YOUR INSTRUCTIONS:
Repeat every record word for word and omit the images.

---

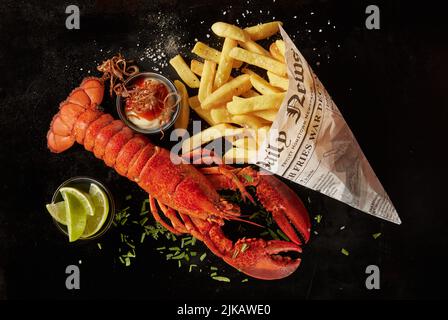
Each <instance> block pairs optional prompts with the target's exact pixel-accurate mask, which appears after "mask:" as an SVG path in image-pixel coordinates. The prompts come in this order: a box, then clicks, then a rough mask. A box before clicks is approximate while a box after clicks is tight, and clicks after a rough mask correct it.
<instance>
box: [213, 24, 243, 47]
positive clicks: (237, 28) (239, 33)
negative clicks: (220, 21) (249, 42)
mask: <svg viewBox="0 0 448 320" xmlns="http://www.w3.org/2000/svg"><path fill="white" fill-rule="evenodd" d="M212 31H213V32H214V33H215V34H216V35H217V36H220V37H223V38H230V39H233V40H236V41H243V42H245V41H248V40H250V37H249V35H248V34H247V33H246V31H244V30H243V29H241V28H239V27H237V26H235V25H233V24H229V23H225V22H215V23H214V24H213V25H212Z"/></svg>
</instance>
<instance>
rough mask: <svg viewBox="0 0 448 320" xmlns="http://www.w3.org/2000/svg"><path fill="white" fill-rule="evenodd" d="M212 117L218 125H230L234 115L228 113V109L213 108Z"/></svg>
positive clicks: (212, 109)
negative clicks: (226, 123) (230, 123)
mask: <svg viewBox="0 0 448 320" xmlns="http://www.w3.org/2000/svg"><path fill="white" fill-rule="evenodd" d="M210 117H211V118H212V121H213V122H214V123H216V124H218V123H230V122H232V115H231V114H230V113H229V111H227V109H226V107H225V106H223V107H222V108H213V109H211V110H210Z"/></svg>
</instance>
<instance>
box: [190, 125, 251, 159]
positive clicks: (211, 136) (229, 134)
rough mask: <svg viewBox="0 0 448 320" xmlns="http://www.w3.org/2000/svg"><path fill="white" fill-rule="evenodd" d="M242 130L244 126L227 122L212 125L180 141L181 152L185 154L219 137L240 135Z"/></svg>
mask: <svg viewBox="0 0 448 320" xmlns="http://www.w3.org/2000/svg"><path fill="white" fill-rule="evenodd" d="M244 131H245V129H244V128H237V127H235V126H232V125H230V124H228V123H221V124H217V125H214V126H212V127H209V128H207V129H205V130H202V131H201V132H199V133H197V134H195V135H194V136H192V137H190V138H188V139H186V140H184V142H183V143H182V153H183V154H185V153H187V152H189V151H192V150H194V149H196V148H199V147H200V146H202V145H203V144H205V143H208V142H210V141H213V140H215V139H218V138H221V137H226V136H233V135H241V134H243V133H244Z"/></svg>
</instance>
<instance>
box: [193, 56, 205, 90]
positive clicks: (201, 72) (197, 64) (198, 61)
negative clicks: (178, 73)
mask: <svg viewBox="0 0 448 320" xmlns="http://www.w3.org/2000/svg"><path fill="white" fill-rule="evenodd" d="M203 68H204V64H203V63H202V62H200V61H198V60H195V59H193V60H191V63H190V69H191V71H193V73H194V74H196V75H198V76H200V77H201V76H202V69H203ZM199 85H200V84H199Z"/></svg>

---

EXERCISE OUTPUT:
Each <instance> block pairs optional prompts with the target's exact pixel-accurate mask, which appears after "mask:" as an SVG path in image-pixel coordinates. The prompts come in this order: a box, then clicks, then a rough mask. A box before clicks is approximate while a box after clicks is tight, and clicks after a rough mask correct it.
<instance>
box: [213, 24, 243, 47]
positive clicks: (237, 28) (239, 33)
negative clicks: (220, 21) (249, 42)
mask: <svg viewBox="0 0 448 320" xmlns="http://www.w3.org/2000/svg"><path fill="white" fill-rule="evenodd" d="M212 31H213V32H214V33H215V34H216V35H217V36H220V37H223V38H230V39H233V40H236V41H243V42H245V41H248V40H250V37H249V35H248V34H247V33H246V31H244V30H243V29H241V28H239V27H237V26H235V25H233V24H229V23H225V22H215V23H214V24H213V25H212Z"/></svg>
</instance>
<instance>
rough mask: <svg viewBox="0 0 448 320" xmlns="http://www.w3.org/2000/svg"><path fill="white" fill-rule="evenodd" d="M212 117L218 125H230L234 115L228 113V109L213 108Z"/></svg>
positive clicks: (212, 109)
negative clicks: (226, 123) (230, 123)
mask: <svg viewBox="0 0 448 320" xmlns="http://www.w3.org/2000/svg"><path fill="white" fill-rule="evenodd" d="M210 117H211V118H212V121H213V122H214V123H216V124H218V123H230V122H232V115H231V114H230V113H229V111H227V109H226V107H225V106H223V107H222V108H213V109H211V110H210Z"/></svg>
</instance>
<instance>
box: [190, 125, 251, 159]
positive clicks: (211, 136) (229, 134)
rough mask: <svg viewBox="0 0 448 320" xmlns="http://www.w3.org/2000/svg"><path fill="white" fill-rule="evenodd" d="M242 130L244 126L227 122L212 125L180 141L181 152L185 154L219 137L240 135Z"/></svg>
mask: <svg viewBox="0 0 448 320" xmlns="http://www.w3.org/2000/svg"><path fill="white" fill-rule="evenodd" d="M244 131H245V129H244V128H237V127H235V126H232V125H230V124H228V123H221V124H217V125H214V126H212V127H209V128H207V129H205V130H202V131H201V132H199V133H197V134H195V135H194V136H192V137H190V138H188V139H186V140H184V142H183V143H182V153H183V154H185V153H187V152H189V151H192V150H194V149H196V148H199V147H200V146H202V145H203V144H205V143H208V142H210V141H213V140H215V139H218V138H221V137H226V136H233V135H241V134H243V133H244Z"/></svg>
</instance>
<instance>
box: [193, 56, 205, 90]
positive clicks: (201, 72) (197, 64) (198, 61)
negative clicks: (178, 73)
mask: <svg viewBox="0 0 448 320" xmlns="http://www.w3.org/2000/svg"><path fill="white" fill-rule="evenodd" d="M203 68H204V64H203V63H202V62H200V61H198V60H195V59H193V60H191V63H190V69H191V71H193V73H194V74H196V75H198V76H200V77H201V76H202V69H203ZM199 85H200V84H199Z"/></svg>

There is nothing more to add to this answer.